* START Document passage *

“If mistakes happen, effective leaders don’t place blame on others. They take ownership of the mistakes, determine what went wrong, develop solutions to correct those mistakes and prevent them from happening again as they move forward.”
Jocko Willink, The Dichotomy of Leadership: Balancing the Challenges of Extreme Ownership to Lead and Win
Observing others’ successes and failures is a good way to learn. However, the primary way we learn is through our daily “self-experiments.” Example: you come home tired after work and ignore your spouse. It does not go well. If you are smart you adapt: exhausted or not, you pay attention.
Our work lives are no different. Eyes focused on serving clients and positive balance sheets, it is easy to develop bad habits elsewhere. Ignoring employee problems is one such mistake. You can take a small, easily solvable problem and turn it into a lawsuit.
At some point in life most women encounter the man who cannot take no for an answer. In the workplace, this causes various problems. If management does not step in and solve the problem, the company may end up owning it. This article provides guidance for employers looking to solve, not own, sexual harassment problems.
Last week a federal court provided guidance for employers eager to know what to do when faced with complaints of harassment or discrimination. Many of you, particularly women, will quickly recognize the fact pattern in Holland v. NTP Marble.
HOW MANY TIMES CAN SOMEONE ASK A WOMAN OUT ON A DATE BEFORE IT BECOMES HARASSMENT?
Robin Holland alleged that that Chris Bekas pursued her by repeatedly asking her out and contacting her via text messages. Bekas admitted that he exchanged personal text messages with Holland three to four times a week wherein they generally discussed if they could meet up, but Holland usually said that she was busy. Bekas asked Holland to go to dinner with him three or four times before she accepted his invitation.
Bekas testified that he thought Holland was interested in him because she walked by his office and smiled, and because they had gone on a date. Bekas further stated that he was interested in a sexual relationship with Holland.
Holland claimed that Bekas’ harassment culminated when he touched her inappropriately while in the back construction area at work. Holland told another employee about the incident. Holland alleged that the employee responded “this isn’t the first time that this, quote, creep has done this.” The employee told Holland, who was reluctant to come forward and make a complaint, that she would report the allegation to management if Holland did not. Holland then went ahead and reported the incident management by sending an email to company’s Chief Operating Officer.
Does this sound familiar so far? I thought so. What came next determined whether the company was held liable for Bekas’ alleged conduct. Here is what happened:
- Bekas was immediately suspended and required to leave the building.
- Bekas had no further communication or contact with Holland, and no further incidents occurred.
- The CFO talked to Holland on the phone about the “details, exactly what happened … exactly where she was … harassed and touched in an inappropriate manner” and asked for a formal statement.
- Bekas spoke at length about the allegations to an outside attorney hired by the company to help investigate the allegations.
- The CFO also interviewed the employee Holland had initially spoken to.
- However, the company had never given sexual harassment training to Bekas and its CFO admitted that “If we had stronger policies — had we had been — there be, you know, no contact, you know, they’re lackadaisy [sic.] as far as making specific policies and really lackadaisy [sic.] at enforcing them. So, you know, nobody was even supposed to be in the service department. Nobody’s even supposed to be using these doors. Had we, as a company, said that nobody should be back in the construction area alone, because nobody should be back there alone. So, you know, nobody would be in this position today. I don’t think anybody should have been allowed in that back area alone.

* END Document passage *
* START Dataset excerpt *

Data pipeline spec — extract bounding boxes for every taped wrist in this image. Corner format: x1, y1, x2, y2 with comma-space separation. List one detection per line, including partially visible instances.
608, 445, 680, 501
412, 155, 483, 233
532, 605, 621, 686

* END Dataset excerpt *

• **Exercise tasks**:
A - In the harassment article, why did Bekas believe Holland was interested in him?
B - What happened after Holland's complaint, according to the harassment article's list under "Here is what happened:"? Leave out the item that begins with "However."
C - Pick up the harassment article after its last sentence and carry it forward.
None of the data is needed for anything here.

• **Expected outputs**:
A - He believed she was interested because she walked by his office and smiled, and because the two of them had gone on a date.

B -
- Bekas was immediately suspended and required to leave the building.
- Bekas had no further communication or contact with Holland, and no further incidents occurred.
- The CFO spoke with Holland by phone about exactly what happened and where, and asked her for a formal statement.
- Bekas spoke at length about the allegations to an outside attorney the company hired to help investigate.
- The CFO interviewed the employee Holland had first spoken to.

C -
HERE IS THE LEGAL TEST YOUR COMPANY MUST PASS
Do you think the company was held liable? Here is the legal test for employer liability — apply it to the facts and test your knowledge:
An employer’s liability for a hostile work environment claim depends on whether the harasser is the victim’s supervisor or merely a co-worker. When a harasser is a co-worker or other non-supervisor, employer liability attaches only if (a) the employer failed to provide a reasonable avenue for complaint or (b) the employer knew or should have known of the harassment and failed to take prompt and appropriate remedial action. An employer’s remedial action is adequate if it is reasonably calculated to prevent further harassment.
The mere fact that the harassment fortuitously stops does not demonstrate that the employer acted reasonably. An investigation must be undertaken, and an employer can be held liable if a faulty investigation renders its subsequent remedial action inadequate, i.e., not reasonably calculated to prevent further harassment. However, if the remedy chosen by the employer is adequate, an aggrieved employee cannot object to that selected action. An employee cannot dictate that the employer select a certain remedial action.
Applying this test, the court ruled in favor of the company. While it could have done things better, the company had an anti-harassment policy and complaint procedure in place and took proper remedial action upon learning of the alleged harassment.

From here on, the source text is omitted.